Bulletin 34 - March 1988: Mammal Recorder's Report



Mammal Recorder's Report

by Peter Hellyer

Regrettably, this year has seen an almost complete dearth of records of mammals, and there is consequently little to report. That is not to say, of course, that there are not any mammals around, as tracks in the desert show. There have been tantalising hearsay reports of members seeing foxes near Buraimi in November, sand cats near Liwa early in the year and hares here and there; even foxes in Abu Dhabi gardens. No report forms, however. Probably due to a bit of a hiatus in having a nagging Recorder.

Having taken over as Recorder in mid-December, I see my main task as getting that nagging under way again. Members and their friends are thus urged to report any mammal occurrences during the course of 1988. If record forms cannot be filled in then a brief note, or even a phone call to the Recorder or a committee member, will at least ensure that the information is filed for future reference.

Perhaps the most significant event of 1987 locally was the publication by Motivate Publishing in Dubai of 'Mammals of the Southern Gulf,' by Christian Gross, a former Dubai resident. Copies have been made at a reduced price at Group meetings. It is recommended as a quick guide to all members to have on their bookshelves, or to carry in their cars. It's a nice gift too.

The following records are based on personal observation and of the efforts of stalwarts Bish Brown and Rob Western, plus newspaper reports.

Striped Hyaena (Hyaena hyaena)

One was reported by an Arabic newspaper on Dec.16th to have been seen raiding garbage at Jarn Jafour. The Health Department of Abu Dhabi Municipality were ordered to find it 'dead or alive'. By Dec. 30th they had failed to do either, and no further information has been available. The last confirmed UAE sighting was several years ago, and identification remains suspect. A prominent local bedouin who used to keep four in captivity near Jebel Dhanna 'about 20 years ago' told the Recorder he doubts whether any remain in the wild.

* [DATA]
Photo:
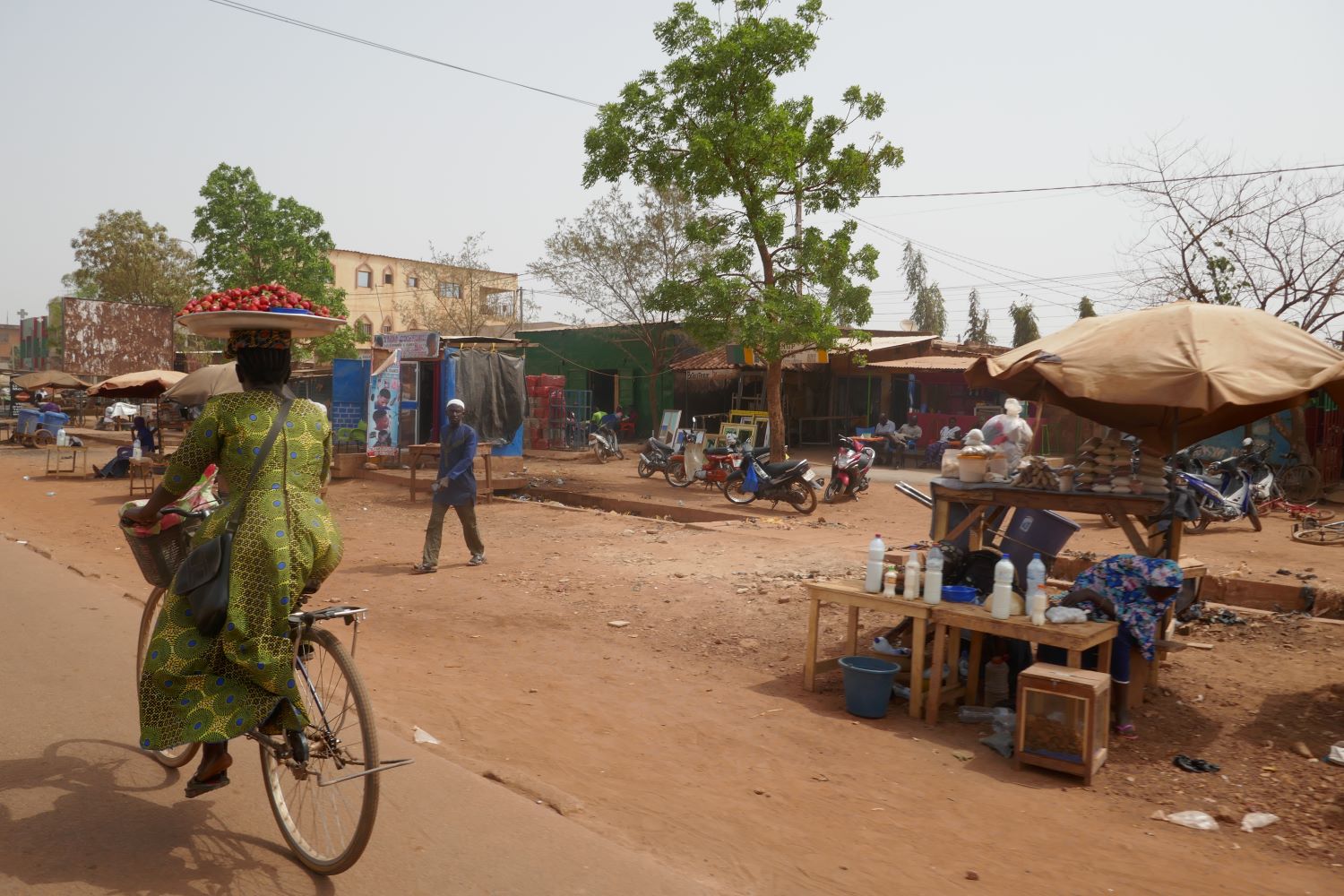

* [TASK DETAILS] Rewrite the paragraph of the mammal recorder's report above that begins "One was reported by an Arabic newspaper" as a short bulleted list that keeps its main facts.

* [THE COMPLETED TASK]
- An Arabic newspaper reported on Dec. 16th that a striped hyaena had been seen raiding garbage at Jarn Jafour.
- The Health Department of Abu Dhabi Municipality was ordered to find it "dead or alive," but by Dec. 30th had failed to do either, and no further information has been available.
- The last confirmed UAE sighting was several years ago, and identification remains suspect.
- A prominent local bedouin who kept four in captivity near Jebel Dhanna about 20 years ago doubts whether any remain in the wild.